◆ Stated exercise
Turn the stretch of rows below, from the line containing "Can you see the violet" through the line containing "x=462, y=389", into a numbered list. Include both of those lines and leave out any blank lines.
_ _ _ _ _ _ _
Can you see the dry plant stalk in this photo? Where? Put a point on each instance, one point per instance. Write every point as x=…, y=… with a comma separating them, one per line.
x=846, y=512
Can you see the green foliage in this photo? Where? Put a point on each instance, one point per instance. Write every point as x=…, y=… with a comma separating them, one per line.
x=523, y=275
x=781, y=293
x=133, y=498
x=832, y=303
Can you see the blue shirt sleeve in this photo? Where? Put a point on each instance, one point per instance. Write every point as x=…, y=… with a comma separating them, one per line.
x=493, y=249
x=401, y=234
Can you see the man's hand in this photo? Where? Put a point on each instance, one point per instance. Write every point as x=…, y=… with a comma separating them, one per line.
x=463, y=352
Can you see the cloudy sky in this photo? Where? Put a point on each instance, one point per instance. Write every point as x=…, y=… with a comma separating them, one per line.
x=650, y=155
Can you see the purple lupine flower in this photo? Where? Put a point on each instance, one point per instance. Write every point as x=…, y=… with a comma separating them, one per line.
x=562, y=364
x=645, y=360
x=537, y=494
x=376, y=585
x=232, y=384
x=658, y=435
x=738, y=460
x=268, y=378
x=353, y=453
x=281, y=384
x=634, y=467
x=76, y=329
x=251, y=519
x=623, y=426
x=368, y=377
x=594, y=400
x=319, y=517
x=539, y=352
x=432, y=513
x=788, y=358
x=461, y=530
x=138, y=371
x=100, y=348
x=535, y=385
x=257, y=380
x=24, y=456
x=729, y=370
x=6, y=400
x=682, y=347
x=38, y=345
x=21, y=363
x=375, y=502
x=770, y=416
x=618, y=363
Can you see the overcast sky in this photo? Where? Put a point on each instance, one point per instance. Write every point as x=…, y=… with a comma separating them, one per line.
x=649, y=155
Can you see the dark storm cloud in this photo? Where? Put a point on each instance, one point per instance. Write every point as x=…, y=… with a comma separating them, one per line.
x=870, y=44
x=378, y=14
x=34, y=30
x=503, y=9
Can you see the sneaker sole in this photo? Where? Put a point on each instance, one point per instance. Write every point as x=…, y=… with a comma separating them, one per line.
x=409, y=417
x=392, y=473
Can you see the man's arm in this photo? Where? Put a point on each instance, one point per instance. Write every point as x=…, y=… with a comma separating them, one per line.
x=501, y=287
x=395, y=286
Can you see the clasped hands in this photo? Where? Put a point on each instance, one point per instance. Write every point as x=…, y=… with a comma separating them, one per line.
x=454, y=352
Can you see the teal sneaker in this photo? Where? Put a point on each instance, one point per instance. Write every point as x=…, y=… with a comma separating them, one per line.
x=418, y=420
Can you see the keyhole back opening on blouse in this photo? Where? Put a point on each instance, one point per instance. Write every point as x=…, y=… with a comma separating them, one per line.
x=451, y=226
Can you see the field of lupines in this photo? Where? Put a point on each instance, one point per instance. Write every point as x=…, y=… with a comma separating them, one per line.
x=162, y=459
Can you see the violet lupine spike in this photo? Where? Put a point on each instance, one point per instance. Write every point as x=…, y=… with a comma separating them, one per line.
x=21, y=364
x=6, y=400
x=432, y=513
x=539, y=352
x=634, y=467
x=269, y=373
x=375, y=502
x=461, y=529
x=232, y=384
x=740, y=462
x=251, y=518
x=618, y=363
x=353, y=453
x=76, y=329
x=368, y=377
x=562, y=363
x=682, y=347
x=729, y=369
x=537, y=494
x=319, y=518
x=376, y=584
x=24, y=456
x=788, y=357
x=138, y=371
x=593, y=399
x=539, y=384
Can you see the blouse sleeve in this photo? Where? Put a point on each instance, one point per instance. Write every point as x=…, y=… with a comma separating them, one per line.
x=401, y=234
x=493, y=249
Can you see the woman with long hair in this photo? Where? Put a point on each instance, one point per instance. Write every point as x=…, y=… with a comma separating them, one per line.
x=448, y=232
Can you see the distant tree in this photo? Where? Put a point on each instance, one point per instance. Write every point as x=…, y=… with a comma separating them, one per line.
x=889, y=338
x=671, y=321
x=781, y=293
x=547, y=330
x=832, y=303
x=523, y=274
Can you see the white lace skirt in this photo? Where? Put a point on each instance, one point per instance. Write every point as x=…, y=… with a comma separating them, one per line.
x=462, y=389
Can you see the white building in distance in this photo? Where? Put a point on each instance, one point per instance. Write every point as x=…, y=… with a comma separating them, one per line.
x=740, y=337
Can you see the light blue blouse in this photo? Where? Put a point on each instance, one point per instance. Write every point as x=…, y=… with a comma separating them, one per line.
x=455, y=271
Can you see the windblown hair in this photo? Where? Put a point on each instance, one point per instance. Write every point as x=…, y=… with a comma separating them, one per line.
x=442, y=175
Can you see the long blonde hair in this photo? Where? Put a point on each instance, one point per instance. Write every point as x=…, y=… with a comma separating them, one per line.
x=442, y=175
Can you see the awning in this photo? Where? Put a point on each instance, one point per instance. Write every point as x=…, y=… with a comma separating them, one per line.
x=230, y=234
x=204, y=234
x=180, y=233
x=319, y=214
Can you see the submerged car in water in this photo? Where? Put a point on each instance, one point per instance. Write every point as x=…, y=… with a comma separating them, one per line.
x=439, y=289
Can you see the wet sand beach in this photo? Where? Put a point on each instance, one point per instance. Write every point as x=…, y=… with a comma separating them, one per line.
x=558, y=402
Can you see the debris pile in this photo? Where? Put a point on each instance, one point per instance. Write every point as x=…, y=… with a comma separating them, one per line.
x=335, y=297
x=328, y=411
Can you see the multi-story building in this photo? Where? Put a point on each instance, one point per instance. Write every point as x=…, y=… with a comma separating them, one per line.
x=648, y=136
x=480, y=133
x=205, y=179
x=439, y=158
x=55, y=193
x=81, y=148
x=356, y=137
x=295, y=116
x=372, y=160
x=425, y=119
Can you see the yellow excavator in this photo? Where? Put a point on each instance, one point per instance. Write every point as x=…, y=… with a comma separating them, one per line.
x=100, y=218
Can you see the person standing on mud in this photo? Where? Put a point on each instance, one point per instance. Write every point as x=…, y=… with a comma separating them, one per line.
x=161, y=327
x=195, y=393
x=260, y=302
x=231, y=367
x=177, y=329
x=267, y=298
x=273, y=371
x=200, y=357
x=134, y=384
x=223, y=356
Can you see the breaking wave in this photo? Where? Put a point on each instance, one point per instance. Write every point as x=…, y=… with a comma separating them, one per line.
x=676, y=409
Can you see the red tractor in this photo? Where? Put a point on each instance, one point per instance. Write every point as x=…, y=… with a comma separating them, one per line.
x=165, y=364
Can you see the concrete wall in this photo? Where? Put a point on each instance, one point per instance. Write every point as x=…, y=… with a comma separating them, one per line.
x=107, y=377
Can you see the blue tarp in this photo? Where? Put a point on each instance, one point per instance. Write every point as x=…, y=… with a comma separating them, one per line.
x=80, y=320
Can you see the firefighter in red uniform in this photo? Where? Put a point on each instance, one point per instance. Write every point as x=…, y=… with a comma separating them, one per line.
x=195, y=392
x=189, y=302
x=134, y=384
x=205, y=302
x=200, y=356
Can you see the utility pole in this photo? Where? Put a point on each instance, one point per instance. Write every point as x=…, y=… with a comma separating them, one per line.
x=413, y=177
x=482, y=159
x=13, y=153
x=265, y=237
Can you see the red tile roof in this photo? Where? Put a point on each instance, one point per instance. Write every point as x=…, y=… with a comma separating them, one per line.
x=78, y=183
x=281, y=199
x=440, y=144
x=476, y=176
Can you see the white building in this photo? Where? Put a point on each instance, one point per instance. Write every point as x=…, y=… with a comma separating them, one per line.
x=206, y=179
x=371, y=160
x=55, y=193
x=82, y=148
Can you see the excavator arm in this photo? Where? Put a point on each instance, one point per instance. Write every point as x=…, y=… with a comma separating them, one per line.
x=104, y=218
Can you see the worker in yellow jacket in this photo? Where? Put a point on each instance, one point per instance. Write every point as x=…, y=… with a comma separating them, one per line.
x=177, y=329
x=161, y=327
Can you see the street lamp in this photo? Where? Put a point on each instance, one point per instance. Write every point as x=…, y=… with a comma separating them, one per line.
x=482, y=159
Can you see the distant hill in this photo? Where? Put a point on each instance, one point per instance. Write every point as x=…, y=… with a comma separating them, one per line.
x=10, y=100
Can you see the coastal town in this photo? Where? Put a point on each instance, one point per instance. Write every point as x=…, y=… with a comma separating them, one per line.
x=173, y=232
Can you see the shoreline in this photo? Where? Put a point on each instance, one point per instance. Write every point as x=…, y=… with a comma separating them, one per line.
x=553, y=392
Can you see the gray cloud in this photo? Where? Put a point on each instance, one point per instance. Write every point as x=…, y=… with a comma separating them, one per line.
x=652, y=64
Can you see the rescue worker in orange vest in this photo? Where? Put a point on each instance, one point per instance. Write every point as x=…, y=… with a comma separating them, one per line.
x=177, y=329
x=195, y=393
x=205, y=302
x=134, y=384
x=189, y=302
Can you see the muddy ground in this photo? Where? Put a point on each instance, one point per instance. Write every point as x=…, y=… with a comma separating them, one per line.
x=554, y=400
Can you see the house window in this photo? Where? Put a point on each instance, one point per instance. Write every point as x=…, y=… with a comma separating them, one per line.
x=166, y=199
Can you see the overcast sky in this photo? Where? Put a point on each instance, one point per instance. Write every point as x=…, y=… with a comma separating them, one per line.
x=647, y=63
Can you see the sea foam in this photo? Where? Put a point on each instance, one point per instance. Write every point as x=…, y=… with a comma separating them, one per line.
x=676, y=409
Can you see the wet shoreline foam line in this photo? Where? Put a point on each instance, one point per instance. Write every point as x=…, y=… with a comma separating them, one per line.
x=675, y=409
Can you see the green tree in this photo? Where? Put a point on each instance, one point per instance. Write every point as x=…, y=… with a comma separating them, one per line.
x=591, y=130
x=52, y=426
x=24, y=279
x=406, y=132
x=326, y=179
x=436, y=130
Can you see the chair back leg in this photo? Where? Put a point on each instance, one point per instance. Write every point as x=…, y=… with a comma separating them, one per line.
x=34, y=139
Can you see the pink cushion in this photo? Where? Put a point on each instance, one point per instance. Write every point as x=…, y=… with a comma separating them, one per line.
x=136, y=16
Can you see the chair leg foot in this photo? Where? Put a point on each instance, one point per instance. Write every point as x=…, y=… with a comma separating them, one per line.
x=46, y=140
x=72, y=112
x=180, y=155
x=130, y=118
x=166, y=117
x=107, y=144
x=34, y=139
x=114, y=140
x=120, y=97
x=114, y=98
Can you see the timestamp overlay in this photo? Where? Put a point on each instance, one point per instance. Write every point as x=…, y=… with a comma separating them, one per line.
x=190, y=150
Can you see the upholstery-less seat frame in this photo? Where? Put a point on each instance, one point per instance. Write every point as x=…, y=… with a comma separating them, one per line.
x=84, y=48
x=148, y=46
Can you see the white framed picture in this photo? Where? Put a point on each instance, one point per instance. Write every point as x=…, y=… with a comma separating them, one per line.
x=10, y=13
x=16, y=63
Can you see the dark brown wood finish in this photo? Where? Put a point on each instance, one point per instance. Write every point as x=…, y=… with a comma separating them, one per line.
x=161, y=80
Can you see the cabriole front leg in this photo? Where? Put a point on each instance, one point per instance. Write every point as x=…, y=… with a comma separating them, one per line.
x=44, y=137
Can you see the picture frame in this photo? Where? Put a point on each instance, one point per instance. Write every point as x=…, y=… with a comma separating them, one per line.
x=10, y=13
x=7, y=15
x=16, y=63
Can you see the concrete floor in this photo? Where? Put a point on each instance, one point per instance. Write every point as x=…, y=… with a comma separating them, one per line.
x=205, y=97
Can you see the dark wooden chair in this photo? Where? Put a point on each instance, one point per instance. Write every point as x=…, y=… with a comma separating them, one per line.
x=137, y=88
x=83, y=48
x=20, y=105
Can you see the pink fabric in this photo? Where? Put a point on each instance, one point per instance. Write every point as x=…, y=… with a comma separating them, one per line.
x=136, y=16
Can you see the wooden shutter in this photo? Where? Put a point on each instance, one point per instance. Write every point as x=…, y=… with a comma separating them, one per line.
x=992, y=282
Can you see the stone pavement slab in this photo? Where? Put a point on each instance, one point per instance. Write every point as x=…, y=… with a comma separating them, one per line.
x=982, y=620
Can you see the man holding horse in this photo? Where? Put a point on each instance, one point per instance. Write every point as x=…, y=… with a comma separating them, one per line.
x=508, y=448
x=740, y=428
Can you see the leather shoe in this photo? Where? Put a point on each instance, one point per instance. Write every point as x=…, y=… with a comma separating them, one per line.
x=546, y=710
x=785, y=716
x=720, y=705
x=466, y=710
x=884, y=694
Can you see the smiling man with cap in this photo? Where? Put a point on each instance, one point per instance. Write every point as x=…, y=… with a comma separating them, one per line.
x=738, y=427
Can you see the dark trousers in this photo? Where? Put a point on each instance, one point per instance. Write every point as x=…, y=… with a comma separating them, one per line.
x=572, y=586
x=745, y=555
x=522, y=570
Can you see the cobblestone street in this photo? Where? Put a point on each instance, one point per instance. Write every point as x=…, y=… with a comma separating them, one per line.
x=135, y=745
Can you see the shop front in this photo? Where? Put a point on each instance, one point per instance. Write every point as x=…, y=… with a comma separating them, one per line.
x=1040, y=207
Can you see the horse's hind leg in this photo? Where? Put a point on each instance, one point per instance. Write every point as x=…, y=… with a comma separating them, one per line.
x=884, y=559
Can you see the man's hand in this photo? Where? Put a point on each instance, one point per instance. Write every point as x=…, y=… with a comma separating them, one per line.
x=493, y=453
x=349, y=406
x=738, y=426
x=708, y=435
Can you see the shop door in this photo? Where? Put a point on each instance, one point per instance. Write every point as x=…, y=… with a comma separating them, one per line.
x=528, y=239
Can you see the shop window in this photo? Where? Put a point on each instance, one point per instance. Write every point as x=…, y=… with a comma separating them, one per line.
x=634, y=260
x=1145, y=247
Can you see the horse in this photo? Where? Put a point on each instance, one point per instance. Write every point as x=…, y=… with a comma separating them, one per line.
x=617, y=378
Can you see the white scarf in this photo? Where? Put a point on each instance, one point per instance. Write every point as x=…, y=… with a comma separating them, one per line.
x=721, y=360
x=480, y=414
_ _ _ _ _ _ _
◆ Worked solution
1. Can you see the violet lupine spike in this photo? Where? Put a point on each instance, one point per instance. Write every point as x=…, y=… with a comma separating them, one per line.
2. x=21, y=364
3. x=6, y=400
4. x=432, y=513
5. x=539, y=352
6. x=634, y=467
7. x=269, y=373
8. x=375, y=502
9. x=461, y=529
10. x=232, y=384
11. x=740, y=462
12. x=251, y=518
13. x=618, y=363
14. x=353, y=453
15. x=76, y=329
16. x=368, y=377
17. x=562, y=363
18. x=682, y=347
19. x=729, y=369
20. x=537, y=494
21. x=319, y=518
22. x=376, y=584
23. x=24, y=456
24. x=788, y=357
25. x=138, y=371
26. x=593, y=399
27. x=539, y=384
28. Can you see the blouse sleeve in this photo? Where? Put a point on each instance, one point per instance. Write every point as x=…, y=… with a comma separating them, one per line.
29. x=401, y=234
30. x=493, y=249
31. Can you see the woman with long hair in this photo? Where? Put a point on each instance, one point per instance. Write every point as x=…, y=… with a comma separating them, one per line.
32. x=448, y=232
33. Can you see the distant tree in this photo? Where? Put a point on each instance, one point per instance. Write every point as x=…, y=… with a comma separating them, one per line.
34. x=889, y=338
35. x=671, y=321
36. x=781, y=293
37. x=547, y=330
38. x=832, y=303
39. x=523, y=274
40. Can you see the white lace skirt in this photo? Where? Put a point on each instance, one point per instance. Write every point as x=…, y=… with a comma separating them, one per line.
41. x=462, y=389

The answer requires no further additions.